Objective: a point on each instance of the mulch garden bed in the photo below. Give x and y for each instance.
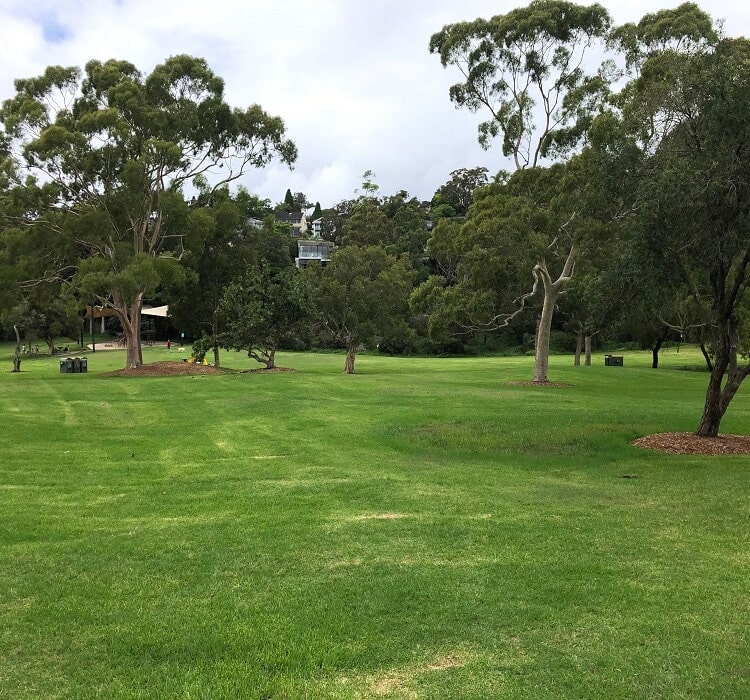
(691, 444)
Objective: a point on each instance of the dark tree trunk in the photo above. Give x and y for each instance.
(267, 358)
(656, 347)
(726, 378)
(349, 366)
(707, 357)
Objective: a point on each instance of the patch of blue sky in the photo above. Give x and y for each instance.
(52, 30)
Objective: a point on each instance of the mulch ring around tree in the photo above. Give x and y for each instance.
(692, 444)
(182, 369)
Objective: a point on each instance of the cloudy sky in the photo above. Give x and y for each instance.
(352, 79)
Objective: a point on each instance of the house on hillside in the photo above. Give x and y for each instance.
(296, 219)
(311, 249)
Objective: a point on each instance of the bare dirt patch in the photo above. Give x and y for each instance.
(541, 384)
(691, 444)
(166, 369)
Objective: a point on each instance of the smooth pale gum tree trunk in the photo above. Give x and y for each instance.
(552, 290)
(130, 319)
(349, 366)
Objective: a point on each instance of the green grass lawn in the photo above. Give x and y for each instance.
(424, 528)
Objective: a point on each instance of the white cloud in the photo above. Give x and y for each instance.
(353, 81)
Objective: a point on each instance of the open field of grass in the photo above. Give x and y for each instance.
(425, 528)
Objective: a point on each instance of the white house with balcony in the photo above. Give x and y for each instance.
(313, 249)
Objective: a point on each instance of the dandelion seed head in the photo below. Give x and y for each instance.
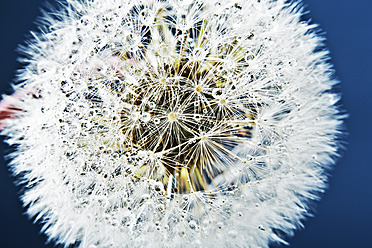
(174, 123)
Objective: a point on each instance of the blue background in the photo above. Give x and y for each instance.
(343, 218)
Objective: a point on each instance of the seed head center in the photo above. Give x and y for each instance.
(198, 88)
(172, 117)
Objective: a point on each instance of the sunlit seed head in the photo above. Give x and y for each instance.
(185, 117)
(198, 88)
(172, 117)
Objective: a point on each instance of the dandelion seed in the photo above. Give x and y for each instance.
(173, 123)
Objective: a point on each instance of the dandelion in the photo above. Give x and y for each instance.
(173, 123)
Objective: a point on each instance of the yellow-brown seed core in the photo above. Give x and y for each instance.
(172, 117)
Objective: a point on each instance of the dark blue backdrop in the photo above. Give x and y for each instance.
(343, 218)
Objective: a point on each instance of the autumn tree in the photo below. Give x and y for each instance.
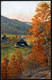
(41, 27)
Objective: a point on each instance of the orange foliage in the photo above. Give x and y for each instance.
(41, 26)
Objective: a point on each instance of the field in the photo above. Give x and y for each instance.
(8, 47)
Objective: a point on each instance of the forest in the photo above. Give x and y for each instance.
(33, 62)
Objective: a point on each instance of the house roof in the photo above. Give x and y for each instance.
(21, 40)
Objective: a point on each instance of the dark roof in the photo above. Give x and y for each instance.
(21, 40)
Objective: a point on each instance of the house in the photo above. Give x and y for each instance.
(4, 37)
(22, 43)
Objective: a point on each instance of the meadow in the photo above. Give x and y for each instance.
(9, 48)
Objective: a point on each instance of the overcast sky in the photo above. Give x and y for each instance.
(20, 10)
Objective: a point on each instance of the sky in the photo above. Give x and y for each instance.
(20, 10)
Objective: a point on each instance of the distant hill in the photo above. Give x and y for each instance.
(13, 26)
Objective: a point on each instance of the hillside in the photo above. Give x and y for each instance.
(13, 26)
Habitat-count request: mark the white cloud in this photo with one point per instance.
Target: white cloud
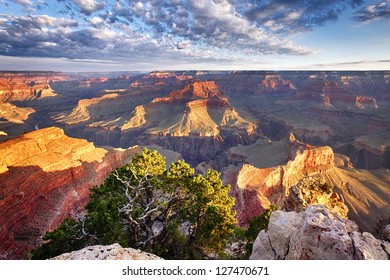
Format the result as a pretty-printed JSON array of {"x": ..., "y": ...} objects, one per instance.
[{"x": 89, "y": 6}]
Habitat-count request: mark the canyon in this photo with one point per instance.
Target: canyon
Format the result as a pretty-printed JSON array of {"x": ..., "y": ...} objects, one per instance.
[
  {"x": 46, "y": 176},
  {"x": 289, "y": 138}
]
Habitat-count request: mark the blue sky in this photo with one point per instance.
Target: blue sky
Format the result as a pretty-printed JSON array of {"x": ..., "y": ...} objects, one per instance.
[{"x": 107, "y": 35}]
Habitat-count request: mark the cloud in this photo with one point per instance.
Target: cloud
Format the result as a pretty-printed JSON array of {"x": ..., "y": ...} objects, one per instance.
[
  {"x": 293, "y": 16},
  {"x": 88, "y": 7},
  {"x": 377, "y": 11},
  {"x": 168, "y": 30},
  {"x": 25, "y": 3}
]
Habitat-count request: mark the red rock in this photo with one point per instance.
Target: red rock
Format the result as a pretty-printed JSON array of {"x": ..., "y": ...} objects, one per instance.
[{"x": 44, "y": 177}]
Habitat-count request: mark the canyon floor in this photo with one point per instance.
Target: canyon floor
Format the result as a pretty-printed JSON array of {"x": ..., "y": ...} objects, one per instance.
[{"x": 265, "y": 131}]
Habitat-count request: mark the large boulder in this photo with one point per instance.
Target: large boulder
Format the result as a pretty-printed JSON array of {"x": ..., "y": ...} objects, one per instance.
[
  {"x": 110, "y": 252},
  {"x": 317, "y": 234}
]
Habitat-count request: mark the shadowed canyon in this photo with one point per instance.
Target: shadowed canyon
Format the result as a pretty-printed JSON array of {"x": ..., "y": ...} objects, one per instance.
[{"x": 273, "y": 135}]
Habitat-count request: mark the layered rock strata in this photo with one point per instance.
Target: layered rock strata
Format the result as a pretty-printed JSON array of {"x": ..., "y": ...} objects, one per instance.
[
  {"x": 316, "y": 234},
  {"x": 362, "y": 195},
  {"x": 44, "y": 177}
]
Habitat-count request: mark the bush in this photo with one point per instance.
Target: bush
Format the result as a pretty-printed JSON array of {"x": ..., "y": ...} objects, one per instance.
[{"x": 143, "y": 205}]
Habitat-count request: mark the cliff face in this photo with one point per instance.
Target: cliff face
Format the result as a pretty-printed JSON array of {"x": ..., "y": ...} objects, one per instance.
[
  {"x": 44, "y": 177},
  {"x": 28, "y": 85},
  {"x": 361, "y": 195},
  {"x": 316, "y": 234},
  {"x": 257, "y": 188}
]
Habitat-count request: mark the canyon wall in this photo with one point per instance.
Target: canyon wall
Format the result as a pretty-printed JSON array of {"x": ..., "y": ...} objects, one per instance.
[{"x": 44, "y": 177}]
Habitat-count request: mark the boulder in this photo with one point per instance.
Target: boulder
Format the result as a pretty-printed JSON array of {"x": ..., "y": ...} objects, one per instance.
[
  {"x": 110, "y": 252},
  {"x": 317, "y": 234}
]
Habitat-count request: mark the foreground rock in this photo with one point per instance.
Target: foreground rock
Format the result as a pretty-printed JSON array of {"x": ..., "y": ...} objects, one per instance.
[
  {"x": 316, "y": 234},
  {"x": 44, "y": 177},
  {"x": 111, "y": 252}
]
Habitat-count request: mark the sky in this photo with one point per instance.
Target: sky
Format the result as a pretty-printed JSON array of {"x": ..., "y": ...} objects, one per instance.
[{"x": 124, "y": 35}]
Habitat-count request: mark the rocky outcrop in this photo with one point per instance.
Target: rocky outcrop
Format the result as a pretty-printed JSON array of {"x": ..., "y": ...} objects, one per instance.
[
  {"x": 363, "y": 194},
  {"x": 316, "y": 234},
  {"x": 110, "y": 252},
  {"x": 314, "y": 190},
  {"x": 23, "y": 86},
  {"x": 44, "y": 177},
  {"x": 386, "y": 232},
  {"x": 257, "y": 188}
]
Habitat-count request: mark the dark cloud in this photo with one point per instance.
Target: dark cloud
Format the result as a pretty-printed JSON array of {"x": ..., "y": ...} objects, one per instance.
[
  {"x": 284, "y": 16},
  {"x": 377, "y": 11},
  {"x": 180, "y": 29}
]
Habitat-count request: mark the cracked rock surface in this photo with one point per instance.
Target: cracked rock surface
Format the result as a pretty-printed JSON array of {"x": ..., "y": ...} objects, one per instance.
[
  {"x": 110, "y": 252},
  {"x": 316, "y": 234}
]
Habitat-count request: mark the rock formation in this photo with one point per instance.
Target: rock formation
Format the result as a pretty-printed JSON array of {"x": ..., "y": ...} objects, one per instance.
[
  {"x": 27, "y": 85},
  {"x": 364, "y": 195},
  {"x": 316, "y": 234},
  {"x": 110, "y": 252},
  {"x": 314, "y": 190},
  {"x": 44, "y": 177}
]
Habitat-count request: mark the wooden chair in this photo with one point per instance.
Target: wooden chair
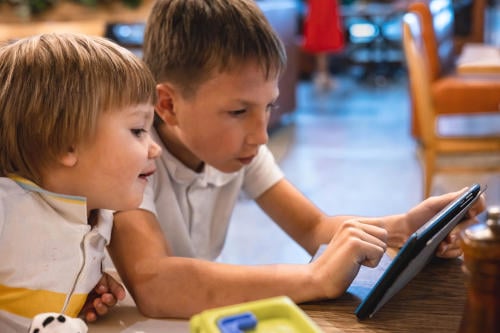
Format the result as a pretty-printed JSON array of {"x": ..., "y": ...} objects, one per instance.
[
  {"x": 432, "y": 142},
  {"x": 452, "y": 93}
]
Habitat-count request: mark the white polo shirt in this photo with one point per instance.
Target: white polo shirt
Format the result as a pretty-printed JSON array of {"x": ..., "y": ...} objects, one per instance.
[
  {"x": 194, "y": 209},
  {"x": 47, "y": 250}
]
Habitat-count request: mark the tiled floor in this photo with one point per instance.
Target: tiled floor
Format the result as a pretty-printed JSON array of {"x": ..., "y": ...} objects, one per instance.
[{"x": 350, "y": 152}]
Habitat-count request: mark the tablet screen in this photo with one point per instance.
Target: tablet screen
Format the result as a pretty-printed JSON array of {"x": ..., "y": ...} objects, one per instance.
[{"x": 416, "y": 253}]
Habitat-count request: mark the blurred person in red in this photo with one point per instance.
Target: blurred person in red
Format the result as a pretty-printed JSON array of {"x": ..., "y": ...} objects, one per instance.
[{"x": 323, "y": 35}]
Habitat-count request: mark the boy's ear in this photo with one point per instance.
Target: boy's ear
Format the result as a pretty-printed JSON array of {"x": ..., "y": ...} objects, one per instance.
[
  {"x": 165, "y": 104},
  {"x": 69, "y": 158}
]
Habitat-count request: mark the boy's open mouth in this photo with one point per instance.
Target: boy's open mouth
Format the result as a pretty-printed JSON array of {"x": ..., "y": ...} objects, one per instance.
[{"x": 146, "y": 175}]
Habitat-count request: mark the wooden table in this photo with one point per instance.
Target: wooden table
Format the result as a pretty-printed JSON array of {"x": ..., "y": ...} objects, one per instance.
[
  {"x": 479, "y": 59},
  {"x": 432, "y": 302}
]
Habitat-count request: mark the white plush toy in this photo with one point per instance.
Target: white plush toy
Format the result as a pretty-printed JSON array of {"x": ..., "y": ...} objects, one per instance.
[{"x": 51, "y": 322}]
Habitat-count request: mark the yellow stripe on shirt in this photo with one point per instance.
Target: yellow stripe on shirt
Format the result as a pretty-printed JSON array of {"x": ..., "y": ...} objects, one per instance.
[{"x": 28, "y": 302}]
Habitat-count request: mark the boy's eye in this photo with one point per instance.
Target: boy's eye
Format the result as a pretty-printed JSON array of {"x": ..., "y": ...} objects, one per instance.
[
  {"x": 138, "y": 131},
  {"x": 237, "y": 112},
  {"x": 272, "y": 107}
]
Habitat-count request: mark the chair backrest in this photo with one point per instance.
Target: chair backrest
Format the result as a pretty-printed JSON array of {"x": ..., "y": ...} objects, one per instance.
[
  {"x": 419, "y": 76},
  {"x": 437, "y": 19}
]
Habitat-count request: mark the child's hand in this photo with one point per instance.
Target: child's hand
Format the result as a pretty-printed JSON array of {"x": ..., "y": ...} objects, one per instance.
[
  {"x": 104, "y": 296},
  {"x": 450, "y": 246},
  {"x": 355, "y": 243}
]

(HOW TO COMPLETE THIS TASK) Scan the data, and report each line that uses the word "blurred".

(OUTPUT OF THE TASK)
Habitat-count request: mark the blurred person in red in this photo with one point per instance.
Target: blurred person in red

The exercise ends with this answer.